__Quoted text__:
*****
Washington State Has a New Temp Worker Law — How Do California Laws Compare?

by Jora Trang, Chief of Staff & Equity

Washington state just became the third state in the nation to pass protective laws for temporary workers with their new Protecting Temporary Workers Law. This law seeks to place a barrier to temporary worker schemes which provide cost cutting incentives for companies to use temporary agencies. Studies have long shown that temp workers in higher-hazard industries are two times as likely to be injured as their directly hired counterparts.

These schemes are well known for the profits they reap for employers at the expense of workers. Two policy briefs by researchers from the University of California Riverside’s Labor Studies programand the School of Public Policy’s Center for Sustainable Suburban Development found that warehousing jobs in the region are often filled through temporary staffing agencies that pay workers low wages while offering them no health insurance. At the time of the reports, workers in the Ontario region earned a dismal average of $10.05 per hour. To date, the minimum wage in Ontario is $14.00, trailing a dollar behind the state minimum wage.

How does California compare with Washington state’s new law? To answer this question, we need to look at the current state of laws about temporary workers in California first. California passed our own historic law on September 28, 2014, when then Gov. Jerry Brown signed AB 1897 into law. This law made California a leader in having some of the country’s farthest-reaching protections for temporary workers. That law came in the wake of growing awareness about the status of temp workers as the fastest growing and most vulnerable segment of the workforce.
*****
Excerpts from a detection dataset
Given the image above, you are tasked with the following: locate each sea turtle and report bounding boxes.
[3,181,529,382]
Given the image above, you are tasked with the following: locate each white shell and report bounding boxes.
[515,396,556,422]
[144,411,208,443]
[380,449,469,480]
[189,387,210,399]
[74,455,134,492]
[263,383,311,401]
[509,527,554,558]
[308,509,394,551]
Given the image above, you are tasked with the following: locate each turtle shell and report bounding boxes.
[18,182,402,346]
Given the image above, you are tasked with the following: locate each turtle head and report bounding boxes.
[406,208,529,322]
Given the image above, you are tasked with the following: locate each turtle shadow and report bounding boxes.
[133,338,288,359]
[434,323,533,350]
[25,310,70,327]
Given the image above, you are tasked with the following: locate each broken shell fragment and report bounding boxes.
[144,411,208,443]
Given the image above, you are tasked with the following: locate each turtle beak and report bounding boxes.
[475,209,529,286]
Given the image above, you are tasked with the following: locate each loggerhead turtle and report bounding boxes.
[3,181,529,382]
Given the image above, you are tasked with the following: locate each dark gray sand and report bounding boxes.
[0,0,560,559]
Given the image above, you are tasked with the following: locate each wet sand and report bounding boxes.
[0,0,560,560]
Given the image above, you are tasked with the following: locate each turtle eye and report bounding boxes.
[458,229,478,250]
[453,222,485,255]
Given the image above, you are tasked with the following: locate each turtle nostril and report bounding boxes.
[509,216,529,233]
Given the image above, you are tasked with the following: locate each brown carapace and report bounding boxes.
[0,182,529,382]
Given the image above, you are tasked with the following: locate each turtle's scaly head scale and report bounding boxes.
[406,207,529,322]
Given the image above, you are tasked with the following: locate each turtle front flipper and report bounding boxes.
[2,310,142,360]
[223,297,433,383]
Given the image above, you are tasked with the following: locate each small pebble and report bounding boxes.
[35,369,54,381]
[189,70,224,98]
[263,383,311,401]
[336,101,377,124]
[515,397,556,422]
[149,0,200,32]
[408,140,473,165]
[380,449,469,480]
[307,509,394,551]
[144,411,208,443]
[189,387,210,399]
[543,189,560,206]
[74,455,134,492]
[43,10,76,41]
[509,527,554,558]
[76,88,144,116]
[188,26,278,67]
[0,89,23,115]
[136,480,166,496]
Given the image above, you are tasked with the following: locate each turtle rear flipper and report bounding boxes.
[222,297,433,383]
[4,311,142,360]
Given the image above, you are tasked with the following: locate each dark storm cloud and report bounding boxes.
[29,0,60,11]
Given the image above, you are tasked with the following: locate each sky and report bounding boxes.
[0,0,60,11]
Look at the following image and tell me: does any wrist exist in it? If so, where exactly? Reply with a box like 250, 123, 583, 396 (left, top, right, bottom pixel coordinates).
*****
__Task instructions__:
Copy out the whole article on temp worker laws above, word for word.

__Solution for this exercise__:
Washington State Has a New Temp Worker Law — How Do California Laws Compare?

by Jora Trang, Chief of Staff & Equity

Washington state just became the third state in the nation to pass protective laws for temporary workers with their new Protecting Temporary Workers Law. This law seeks to place a barrier to temporary worker schemes which provide cost cutting incentives for companies to use temporary agencies. Studies have long shown that temp workers in higher-hazard industries are two times as likely to be injured as their directly hired counterparts.

These schemes are well known for the profits they reap for employers at the expense of workers. Two policy briefs by researchers from the University of California Riverside’s Labor Studies programand the School of Public Policy’s Center for Sustainable Suburban Development found that warehousing jobs in the region are often filled through temporary staffing agencies that pay workers low wages while offering them no health insurance. At the time of the reports, workers in the Ontario region earned a dismal average of $10.05 per hour. To date, the minimum wage in Ontario is $14.00, trailing a dollar behind the state minimum wage.

How does California compare with Washington state’s new law? To answer this question, we need to look at the current state of laws about temporary workers in California first. California passed our own historic law on September 28, 2014, when then Gov. Jerry Brown signed AB 1897 into law. This law made California a leader in having some of the country’s farthest-reaching protections for temporary workers. That law came in the wake of growing awareness about the status of temp workers as the fastest growing and most vulnerable segment of the workforce.